SOAL UNTUK DISELESAIKAN:
A. Tulis kembali bagian berita kasus suap pajak Rajamohan, mulai dari "Samsul Huda menjelaskan, berdasarkan" dan terus sampai "SINDO, Rabu (1/3/2017).", dengan menukar setiap "restitusi" menjadi "pengembalian kelebihan pajak".
B. Teruskan berita kasus suap pajak Rajamohan dengan bagian berikutnya setelah kalimat terakhirnya.

HALAMAN:
++++++

Penjelasan Kuasa Hukum Soal Kasus Rajamohan

Rabu, 01 Maret 2017 - 14:52 WIB
Penjelasan Kuasa Hukum...
Penjelasan Kuasa Hukum Soal Kasus Rajamohan
A A A
JAKARTA - Pihak terdakwa pemberi suap pengurusan pajak PT Eka Prima Ekspor (EKP) Indonesia menyebut Kepala ‎Kantor Pelayanan Pajak Penanaman Modal Asing (KPP PMA Enam) Kalibata, Jhonny Sirait yang membuat permasalahan pajak terhadap perusahaan tersebut.

Pernyataan tersebut disampaikan Samsul Huda selaku kuasa hukum terdakwa pemberi suap USD148.500 (setara lebih Rp1,998 miliar) Country Director PT Eka Prima Ekspor (EKP) Indonesia ‎Ramapanicker Rajamohanan Nair‎ alias Rajesh Rajamohanan Nair.

Berdasarkan dakwaan Jaksa Penuntut Umum (JPU) pada Komisi Pemberantasan Korupsi, Rajamohanan didakwa memberikan suap kepada tersangka penerima Handang Soekarno selaku Kasubdit Bukti permulaan Direktorat Jenderal Pajak (DJP) Kementerian Keuangan (Kemenkeu).

Suap berkaitan dengan penyelesaian permasalahan pajak yang dihadapi oleh PT EKP Indonesia terkait lima kepentingan di KPP PMA Enam Kalibata pada Kantor Wilayah (Kanwil) Jakarta Khusus Direktorat Jenderal Pajak (DJP).

Samsul Huda menjelaskan, berdasarkan fakta-fakta beberapa persidangan Rajamohanan sebelumnya terungkap jelas sejak awal PT EKP Indonesia tidak memiliki masalah pajak.

Menurut dia, ketika itu PT EKP Indonesia mengajukan restitusi sebesar Rp3,5 miliar ke‎ KPP PMA Enam. Samsul menuturkan, perusahaan yang mengajukan restitusi adalah perusahaan yang taat pajak.

"Kita mengesampingkan dengan persoalan pemberian uang. Itu (pemberian uang Rajamohanan ke Handang) sudah jadi fakta lah. Tapi kita pengen clearance‎ ‎dulu. Permasalahan ini kan muncul dari mereka (KPP Enam) yang bikin, bukan karena karena ada masalah dan dari awal ada masalah. Enggak ada," kata Samsul saat dihubungi Koran SINDO, Rabu (1/3/2017).

Menurut dia, selama ini seolah-olah dibuat kesan Rajamohanan memberikan uang kepada Handang gara-gara Surat Tagihan Pajak (STP) PPN tertanggal 6 September 2016 untuk masa pajak Desember 2014 sebesar Rp52.364.730.649 dan untuk masa pajak Desember 2015 sebesar Rp26.440.221.909 yang dikeluarkan KPP PMA Enam Kalibata atas perintah Kepala KPP Enam Jhonny Sirait.

++++++

KUMPULAN DATA:
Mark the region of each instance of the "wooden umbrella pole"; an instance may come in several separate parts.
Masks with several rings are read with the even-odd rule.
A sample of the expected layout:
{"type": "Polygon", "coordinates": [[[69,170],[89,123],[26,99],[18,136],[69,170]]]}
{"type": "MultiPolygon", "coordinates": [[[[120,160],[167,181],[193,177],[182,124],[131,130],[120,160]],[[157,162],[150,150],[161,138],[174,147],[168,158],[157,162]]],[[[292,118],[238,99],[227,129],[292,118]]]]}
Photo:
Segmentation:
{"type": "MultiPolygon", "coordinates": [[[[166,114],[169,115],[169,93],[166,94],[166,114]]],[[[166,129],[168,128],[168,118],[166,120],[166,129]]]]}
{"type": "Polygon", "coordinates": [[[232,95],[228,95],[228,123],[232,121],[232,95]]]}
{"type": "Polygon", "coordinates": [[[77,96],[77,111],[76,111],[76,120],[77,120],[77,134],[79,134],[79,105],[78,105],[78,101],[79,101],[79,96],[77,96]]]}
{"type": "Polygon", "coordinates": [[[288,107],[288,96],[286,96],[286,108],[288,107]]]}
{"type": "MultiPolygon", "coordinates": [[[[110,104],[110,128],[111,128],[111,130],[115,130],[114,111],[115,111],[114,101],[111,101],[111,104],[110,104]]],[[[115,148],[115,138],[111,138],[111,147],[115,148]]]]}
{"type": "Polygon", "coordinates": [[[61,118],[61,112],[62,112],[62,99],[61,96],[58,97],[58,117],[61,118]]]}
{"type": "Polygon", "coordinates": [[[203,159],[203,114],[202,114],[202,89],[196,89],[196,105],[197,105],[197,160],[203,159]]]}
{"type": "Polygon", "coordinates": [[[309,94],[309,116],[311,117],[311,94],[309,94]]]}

++++++

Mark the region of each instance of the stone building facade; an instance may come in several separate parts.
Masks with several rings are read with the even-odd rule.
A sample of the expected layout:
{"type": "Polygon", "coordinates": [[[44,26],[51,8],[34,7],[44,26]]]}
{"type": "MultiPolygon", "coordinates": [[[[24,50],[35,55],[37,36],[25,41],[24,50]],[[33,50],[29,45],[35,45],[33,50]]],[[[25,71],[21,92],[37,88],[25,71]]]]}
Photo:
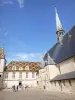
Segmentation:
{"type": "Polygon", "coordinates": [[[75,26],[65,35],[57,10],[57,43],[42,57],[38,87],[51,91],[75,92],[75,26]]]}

++++++

HASIL PENGERJAAN SOAL:
A.
Samsul Huda menjelaskan, berdasarkan fakta-fakta beberapa persidangan Rajamohanan sebelumnya terungkap jelas sejak awal PT EKP Indonesia tidak memiliki masalah pajak.

Menurut dia, ketika itu PT EKP Indonesia mengajukan pengembalian kelebihan pajak sebesar Rp3,5 miliar ke‎ KPP PMA Enam. Samsul menuturkan, perusahaan yang mengajukan pengembalian kelebihan pajak adalah perusahaan yang taat pajak.

"Kita mengesampingkan dengan persoalan pemberian uang. Itu (pemberian uang Rajamohanan ke Handang) sudah jadi fakta lah. Tapi kita pengen clearance‎ ‎dulu. Permasalahan ini kan muncul dari mereka (KPP Enam) yang bikin, bukan karena karena ada masalah dan dari awal ada masalah. Enggak ada," kata Samsul saat dihubungi Koran SINDO, Rabu (1/3/2017).

B.
Padahal, kata dia, faktanya tidak demikian atau pemberian uang oleh Rajamohan tidak terkait dengan Rajamohan."Awalnya justru karena perusahaan ini meminta restitusi. Meminta restitusi sudah disetujui. Tiba-tiba saja dianulir sendiri (oleh KPP PMA Enam), kan begitu. Dianulir, tidak berhenti juga dianulir, malah ditambahkan lagi dengan keluarnya STP PPN yang tiba-tiba itu," tuturnya.

Setelah itu, lanjut Samsul, PT EKP Indonesia dibebani lagi dengan pencabutan Pengukuhan Pengusaha Kena Pajak (PKP) dan kemudian dibebanin lagi dengan usulan dilakukan bukti permulaan (buper). Buper dikatakannya semacam penyelidikan pajak.

"Bayangkan perusahaan dibebani begitu, apa enggak pontang-panting tuh? Jadi intinya begitu," kilahnya.

Dia mengungkapkan, dari fakta-fakta persidangan Rajamohanan sebelumnya, mayoritas saksi dari KPP PMA Enam Kalibata terutama Tim Pemeriksa pajak sudah menemukan hasil positif.

Hanya dua saksi yang menyebutkan ada pelanggaran yang berdasarkan analisis sendiri. Keduanya, yakni Jhonny Sirait dan Kepala Seksi Pengawasan dan Konsultasi (Waskon) KPP PMA Enam Gerits Parlaungan Tampubolon.

"Coba dicermati ya, KPP Enam selain Jhonny Sirait (Kepala KPP) dan Gerist Tambupolon (‎Gerits Parlaungan Tampubolon, Kepala Seksi Pengawasan KPP PMA Enam), ya kan hampir semua pemeriksa (di dalam persidangan menyampaikan) kompak tidak ada masalah. Coba aja dilihat keterangan dari Ahmad Wahyu Hidayat, kemudian keterangan dari Yadi tim pemeriksa ‎(Yadi Rismiadi, Ketua Tim Pemeriksa Pajak KPP PMA Enam) itu kan sudah memberikan laporan tidak ada masalah. Kan begitu," tuturnya.

Nah tiba-tiba saja, ungkap Samsul, Jhonny Sirait masuk dan kemudian Gerist memasukan analisis sendiri. Jhonny dan Gerist malah menganulir hasil temuan dan laporan dari tim pemeriksa.

Berdasarkan fakta sidang, kata Samsul, ada alasan kenapa Jhonny dan Gerist menggunakan analisis sendiri.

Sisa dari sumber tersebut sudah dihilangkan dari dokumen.